STATED EXERCISE 1
Tell how many lines in the records contain the string "stone", with case counting, and give only the number.

QUOTED TEXT
Question

Limit Help. I am typing the equation

Answer 1

\[\lim_{x \rightarrow 3}\frac{ 6-4x ^{3}-96 }{ x-3 }\]

Answer 2

woops typed it wrong

Answer 3

perhaps we can factor out the x-3 ?

Answer 4

\to works for the rightarrow

Answer 5

\[\lim_{x \rightarrow 3}\frac{ 6-4x ^{3}-102 }{ x-3 }\]

Answer 6

Yea, I have tried to factor, but I cannot figure out how to get x-3 as a factor

Answer 7

does the top zero out when x=3?

Answer 8

not sure why you have 6-102 instead of just -96

Answer 9

the latex coding is not showing up on my computer, can you provide a screen shot?

Answer 10

well, its because i am tring to find the tangent line at x = 3 of \[f(x) = 6-4x ^{3}\]

Answer 11

the derivative of f(x) is just -12x^2, so the slope of the line at x=3 is just -108

Answer 12

therefore the tangent line is defined for some x=c as:

y = f'(c)(x-c)+f(c)

Answer 13

i spose youre having to do the derivative the long way?

Answer 14

Maybe, I need to reread the chapter. I assumed I could find the tangent at x=3 by finding the limit of the secant line. Hence the second equation i typed.

Answer 15

the derivative is defined as the limit as h approaches 0 of:

f(x+h) - f(x)
-----------
(x+h)-x


correct?

Answer 16

yep

Answer 17

then we can work it as:

6-4(x+h)^{3} - (6-4x^{3})
----------------------
h



(x+h)^{3} - x^{3}
-4 ------------------
h




x^3+3x^2h+3xh^2+h^3 - x^{3}
-4 -----------------------------
h



3x^2h+3xh^2+h^3
-4 ------------------
h



-4 (3x^2+3xh+h^2), when h=0 is just -4(3x^2), or simply -12x^2

Answer 18

as such, -12(3)^2 = -108

Answer 19

Ah, I guess I was just approaching the solution with the wrong approach. Thanks

Answer 20

youre welcome

STATED EXERCISE 2
Copy word for word the part of the limit thread from "well, its because" up to and including "y = f'(c)(x-c)+f(c)".

EXERCISE INPUTS
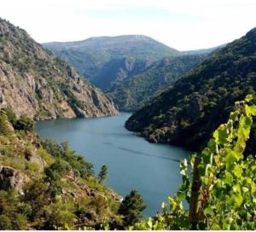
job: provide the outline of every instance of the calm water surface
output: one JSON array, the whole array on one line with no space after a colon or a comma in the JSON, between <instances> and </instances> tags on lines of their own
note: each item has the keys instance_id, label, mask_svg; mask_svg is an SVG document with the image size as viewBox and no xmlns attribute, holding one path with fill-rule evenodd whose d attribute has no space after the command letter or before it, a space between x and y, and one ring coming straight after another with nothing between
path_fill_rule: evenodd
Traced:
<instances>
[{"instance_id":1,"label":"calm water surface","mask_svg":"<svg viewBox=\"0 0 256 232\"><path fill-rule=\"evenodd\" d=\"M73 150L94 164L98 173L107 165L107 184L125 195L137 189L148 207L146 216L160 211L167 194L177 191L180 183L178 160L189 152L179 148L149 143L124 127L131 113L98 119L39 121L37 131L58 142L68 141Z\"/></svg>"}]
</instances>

---

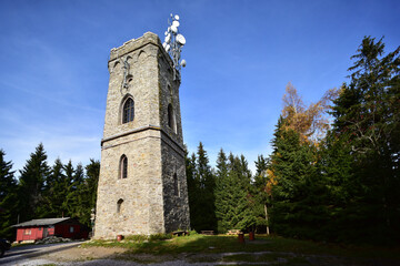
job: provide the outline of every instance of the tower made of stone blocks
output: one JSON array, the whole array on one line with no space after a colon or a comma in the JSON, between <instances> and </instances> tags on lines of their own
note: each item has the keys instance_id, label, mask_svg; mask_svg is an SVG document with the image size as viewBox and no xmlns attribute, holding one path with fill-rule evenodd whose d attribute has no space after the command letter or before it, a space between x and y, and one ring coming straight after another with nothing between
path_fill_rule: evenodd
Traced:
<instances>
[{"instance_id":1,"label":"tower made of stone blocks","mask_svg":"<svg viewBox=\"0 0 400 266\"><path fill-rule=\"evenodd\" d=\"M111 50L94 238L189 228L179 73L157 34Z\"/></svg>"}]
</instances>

RIGHT ANSWER 1
2

RIGHT ANSWER 2
well, its because i am tring to find the tangent line at x = 3 of \[f(x) = 6-4x ^{3}\]

Answer 11

the derivative of f(x) is just -12x^2, so the slope of the line at x=3 is just -108

Answer 12

therefore the tangent line is defined for some x=c as:

y = f'(c)(x-c)+f(c)